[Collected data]
+===+

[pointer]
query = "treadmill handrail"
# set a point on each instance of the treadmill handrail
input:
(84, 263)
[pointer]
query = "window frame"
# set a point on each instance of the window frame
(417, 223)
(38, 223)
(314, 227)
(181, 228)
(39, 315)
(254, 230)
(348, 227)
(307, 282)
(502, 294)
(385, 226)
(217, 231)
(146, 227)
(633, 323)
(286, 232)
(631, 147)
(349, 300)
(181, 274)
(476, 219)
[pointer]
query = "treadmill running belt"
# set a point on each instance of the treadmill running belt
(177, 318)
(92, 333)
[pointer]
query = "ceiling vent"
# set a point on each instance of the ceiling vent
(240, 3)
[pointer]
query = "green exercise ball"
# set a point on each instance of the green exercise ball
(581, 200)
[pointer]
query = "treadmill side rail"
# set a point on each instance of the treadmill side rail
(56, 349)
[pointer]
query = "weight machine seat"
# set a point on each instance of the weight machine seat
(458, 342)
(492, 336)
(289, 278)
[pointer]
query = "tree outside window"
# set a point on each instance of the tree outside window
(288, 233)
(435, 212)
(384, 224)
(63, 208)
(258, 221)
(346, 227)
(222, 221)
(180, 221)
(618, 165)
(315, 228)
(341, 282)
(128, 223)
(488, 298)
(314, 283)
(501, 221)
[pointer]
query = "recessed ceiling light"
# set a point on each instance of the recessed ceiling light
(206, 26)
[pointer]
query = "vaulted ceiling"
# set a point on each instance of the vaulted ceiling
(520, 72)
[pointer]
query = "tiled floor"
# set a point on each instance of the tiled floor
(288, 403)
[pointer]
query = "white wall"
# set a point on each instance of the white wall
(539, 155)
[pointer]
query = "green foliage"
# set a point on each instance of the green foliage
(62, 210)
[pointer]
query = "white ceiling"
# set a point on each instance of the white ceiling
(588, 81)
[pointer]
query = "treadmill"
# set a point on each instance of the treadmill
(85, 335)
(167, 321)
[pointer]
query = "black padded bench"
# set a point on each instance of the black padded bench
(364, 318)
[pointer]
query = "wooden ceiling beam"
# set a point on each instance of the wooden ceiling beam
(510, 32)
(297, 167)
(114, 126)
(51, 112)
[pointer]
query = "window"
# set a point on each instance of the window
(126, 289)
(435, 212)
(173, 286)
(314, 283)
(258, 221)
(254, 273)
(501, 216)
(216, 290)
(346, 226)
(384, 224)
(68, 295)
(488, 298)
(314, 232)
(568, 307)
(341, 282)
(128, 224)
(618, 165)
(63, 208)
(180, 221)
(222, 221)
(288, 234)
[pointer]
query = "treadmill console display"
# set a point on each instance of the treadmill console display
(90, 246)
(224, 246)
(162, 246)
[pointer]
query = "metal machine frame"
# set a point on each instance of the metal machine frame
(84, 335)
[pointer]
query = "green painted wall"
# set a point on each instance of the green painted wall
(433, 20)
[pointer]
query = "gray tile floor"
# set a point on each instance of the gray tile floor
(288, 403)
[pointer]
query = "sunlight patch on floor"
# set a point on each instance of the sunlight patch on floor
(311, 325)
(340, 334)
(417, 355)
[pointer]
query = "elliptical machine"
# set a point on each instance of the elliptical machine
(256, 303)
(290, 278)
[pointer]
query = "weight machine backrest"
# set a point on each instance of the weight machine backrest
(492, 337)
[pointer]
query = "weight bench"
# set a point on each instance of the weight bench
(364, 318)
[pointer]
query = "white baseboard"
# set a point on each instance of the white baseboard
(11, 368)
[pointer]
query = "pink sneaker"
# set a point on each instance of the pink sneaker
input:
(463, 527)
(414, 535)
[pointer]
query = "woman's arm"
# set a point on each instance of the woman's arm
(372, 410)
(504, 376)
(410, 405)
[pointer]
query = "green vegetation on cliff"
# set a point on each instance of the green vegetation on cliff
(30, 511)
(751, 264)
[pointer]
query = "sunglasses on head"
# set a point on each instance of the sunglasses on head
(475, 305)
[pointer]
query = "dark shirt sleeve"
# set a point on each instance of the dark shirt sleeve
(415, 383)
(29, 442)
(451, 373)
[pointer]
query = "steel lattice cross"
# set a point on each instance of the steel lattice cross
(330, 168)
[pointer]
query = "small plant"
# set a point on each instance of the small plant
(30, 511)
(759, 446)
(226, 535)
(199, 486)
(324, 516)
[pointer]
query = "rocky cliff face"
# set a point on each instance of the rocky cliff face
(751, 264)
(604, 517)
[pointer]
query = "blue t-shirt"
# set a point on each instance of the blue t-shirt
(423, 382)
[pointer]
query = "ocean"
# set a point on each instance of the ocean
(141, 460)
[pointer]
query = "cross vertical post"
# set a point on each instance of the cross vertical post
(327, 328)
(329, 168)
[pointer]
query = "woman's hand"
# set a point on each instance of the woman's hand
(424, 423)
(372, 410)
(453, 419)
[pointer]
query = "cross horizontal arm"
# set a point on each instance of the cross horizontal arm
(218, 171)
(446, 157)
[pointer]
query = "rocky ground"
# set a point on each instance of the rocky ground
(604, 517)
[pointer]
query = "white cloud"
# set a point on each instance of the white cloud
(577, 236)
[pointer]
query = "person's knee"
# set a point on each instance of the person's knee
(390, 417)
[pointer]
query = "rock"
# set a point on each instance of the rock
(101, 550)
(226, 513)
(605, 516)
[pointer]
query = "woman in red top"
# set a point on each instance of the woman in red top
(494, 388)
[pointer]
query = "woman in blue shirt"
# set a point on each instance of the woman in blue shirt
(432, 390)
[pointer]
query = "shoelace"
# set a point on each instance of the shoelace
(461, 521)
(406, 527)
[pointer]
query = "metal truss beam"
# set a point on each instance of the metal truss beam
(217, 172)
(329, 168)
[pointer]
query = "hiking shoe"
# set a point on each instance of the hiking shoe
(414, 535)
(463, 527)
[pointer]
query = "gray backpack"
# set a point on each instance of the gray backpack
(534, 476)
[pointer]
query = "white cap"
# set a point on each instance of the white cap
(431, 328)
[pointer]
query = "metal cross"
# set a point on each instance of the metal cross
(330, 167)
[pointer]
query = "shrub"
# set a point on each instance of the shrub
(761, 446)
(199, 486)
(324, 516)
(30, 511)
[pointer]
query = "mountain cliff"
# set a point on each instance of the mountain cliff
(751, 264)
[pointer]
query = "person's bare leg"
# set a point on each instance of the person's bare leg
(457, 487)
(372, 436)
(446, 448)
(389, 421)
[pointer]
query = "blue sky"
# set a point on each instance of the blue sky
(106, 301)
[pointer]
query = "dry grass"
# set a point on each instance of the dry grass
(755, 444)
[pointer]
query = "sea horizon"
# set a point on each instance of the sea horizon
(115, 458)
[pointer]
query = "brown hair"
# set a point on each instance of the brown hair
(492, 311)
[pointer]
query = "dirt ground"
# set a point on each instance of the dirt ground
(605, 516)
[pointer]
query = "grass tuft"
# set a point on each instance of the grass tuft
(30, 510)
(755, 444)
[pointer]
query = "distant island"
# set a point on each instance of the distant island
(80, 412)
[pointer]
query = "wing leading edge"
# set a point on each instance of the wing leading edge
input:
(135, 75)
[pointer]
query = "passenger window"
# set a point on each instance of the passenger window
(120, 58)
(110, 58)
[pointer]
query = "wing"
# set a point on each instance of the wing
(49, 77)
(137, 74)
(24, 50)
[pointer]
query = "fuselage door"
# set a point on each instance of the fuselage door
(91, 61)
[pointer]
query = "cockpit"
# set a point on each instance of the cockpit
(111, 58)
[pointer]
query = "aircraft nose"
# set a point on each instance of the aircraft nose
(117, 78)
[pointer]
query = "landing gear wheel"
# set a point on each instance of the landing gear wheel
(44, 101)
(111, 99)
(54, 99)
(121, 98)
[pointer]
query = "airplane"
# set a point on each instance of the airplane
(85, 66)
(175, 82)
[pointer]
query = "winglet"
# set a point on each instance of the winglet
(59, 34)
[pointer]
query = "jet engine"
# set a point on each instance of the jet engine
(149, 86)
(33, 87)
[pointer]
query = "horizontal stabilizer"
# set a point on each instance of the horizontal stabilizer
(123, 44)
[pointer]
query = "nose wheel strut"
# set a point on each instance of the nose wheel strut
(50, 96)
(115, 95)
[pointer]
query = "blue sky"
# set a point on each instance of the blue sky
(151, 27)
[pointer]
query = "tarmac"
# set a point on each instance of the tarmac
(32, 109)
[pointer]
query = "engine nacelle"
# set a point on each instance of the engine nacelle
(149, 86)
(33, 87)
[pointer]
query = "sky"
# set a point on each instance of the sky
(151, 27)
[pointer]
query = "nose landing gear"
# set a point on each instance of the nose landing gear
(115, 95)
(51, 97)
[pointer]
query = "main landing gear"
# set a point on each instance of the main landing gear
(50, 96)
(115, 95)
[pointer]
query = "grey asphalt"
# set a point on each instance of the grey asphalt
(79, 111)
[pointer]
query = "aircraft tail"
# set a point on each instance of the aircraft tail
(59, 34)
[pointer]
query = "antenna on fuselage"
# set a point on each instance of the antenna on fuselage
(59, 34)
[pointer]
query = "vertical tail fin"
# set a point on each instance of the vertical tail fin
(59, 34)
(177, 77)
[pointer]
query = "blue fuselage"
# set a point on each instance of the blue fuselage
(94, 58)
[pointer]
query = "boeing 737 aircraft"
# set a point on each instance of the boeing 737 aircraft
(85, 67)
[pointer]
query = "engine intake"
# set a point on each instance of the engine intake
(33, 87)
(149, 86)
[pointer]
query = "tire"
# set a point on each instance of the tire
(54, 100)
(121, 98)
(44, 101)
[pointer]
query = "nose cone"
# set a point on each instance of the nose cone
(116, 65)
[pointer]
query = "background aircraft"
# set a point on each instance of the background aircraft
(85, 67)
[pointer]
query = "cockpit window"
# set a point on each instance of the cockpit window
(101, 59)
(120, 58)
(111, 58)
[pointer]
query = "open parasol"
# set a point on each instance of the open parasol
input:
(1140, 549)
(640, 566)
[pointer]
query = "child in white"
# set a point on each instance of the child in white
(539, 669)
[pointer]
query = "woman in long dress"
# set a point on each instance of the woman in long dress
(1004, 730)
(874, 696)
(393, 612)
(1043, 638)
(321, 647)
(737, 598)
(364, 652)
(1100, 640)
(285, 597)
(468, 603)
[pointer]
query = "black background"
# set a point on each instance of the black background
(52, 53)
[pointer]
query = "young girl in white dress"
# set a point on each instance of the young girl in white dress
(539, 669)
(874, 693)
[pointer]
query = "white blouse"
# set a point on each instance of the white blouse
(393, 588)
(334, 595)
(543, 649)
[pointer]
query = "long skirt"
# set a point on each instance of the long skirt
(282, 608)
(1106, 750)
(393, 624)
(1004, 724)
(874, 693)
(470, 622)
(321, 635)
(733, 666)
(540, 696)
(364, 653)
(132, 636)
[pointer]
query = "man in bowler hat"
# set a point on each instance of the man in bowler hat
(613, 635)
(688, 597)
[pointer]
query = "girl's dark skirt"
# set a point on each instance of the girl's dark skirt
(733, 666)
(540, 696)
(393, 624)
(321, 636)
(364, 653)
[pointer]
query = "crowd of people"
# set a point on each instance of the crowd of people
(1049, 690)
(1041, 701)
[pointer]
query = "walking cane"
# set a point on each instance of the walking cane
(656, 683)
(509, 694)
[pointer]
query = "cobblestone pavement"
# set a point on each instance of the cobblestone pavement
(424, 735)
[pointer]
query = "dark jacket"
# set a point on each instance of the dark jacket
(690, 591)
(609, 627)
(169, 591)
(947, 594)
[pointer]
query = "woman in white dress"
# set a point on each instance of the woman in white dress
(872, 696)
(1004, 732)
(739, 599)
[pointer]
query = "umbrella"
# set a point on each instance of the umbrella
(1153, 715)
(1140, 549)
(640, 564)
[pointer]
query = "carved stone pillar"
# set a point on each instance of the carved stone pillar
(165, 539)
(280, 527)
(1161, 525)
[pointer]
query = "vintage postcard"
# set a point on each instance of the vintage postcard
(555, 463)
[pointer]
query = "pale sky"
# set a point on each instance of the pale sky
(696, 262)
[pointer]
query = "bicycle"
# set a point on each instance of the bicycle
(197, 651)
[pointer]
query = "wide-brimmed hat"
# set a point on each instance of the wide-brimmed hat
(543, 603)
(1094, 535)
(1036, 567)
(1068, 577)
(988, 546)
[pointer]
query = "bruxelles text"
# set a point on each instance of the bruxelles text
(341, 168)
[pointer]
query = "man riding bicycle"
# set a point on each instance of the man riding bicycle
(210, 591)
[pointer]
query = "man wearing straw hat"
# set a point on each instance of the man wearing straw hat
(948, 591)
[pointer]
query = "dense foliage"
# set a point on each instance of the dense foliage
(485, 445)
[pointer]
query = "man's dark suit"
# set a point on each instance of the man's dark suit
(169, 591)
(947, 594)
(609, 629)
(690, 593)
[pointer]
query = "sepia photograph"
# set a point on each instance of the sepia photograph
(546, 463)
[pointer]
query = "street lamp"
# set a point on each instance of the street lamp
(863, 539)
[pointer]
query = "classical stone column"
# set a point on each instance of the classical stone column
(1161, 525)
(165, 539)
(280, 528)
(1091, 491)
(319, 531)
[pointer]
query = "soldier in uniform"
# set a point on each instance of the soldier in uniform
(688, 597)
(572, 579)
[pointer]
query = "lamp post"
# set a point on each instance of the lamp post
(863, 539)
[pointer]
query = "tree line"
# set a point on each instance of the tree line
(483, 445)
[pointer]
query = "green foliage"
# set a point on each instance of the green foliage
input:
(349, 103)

+===+

• _PROBLEM TO SOLVE_
Reproduce every line from the preceding data in which the word "leading" can be found.

• _TASK RESULT_
query = "wing leading edge"
# set a point on each instance of the wing leading edge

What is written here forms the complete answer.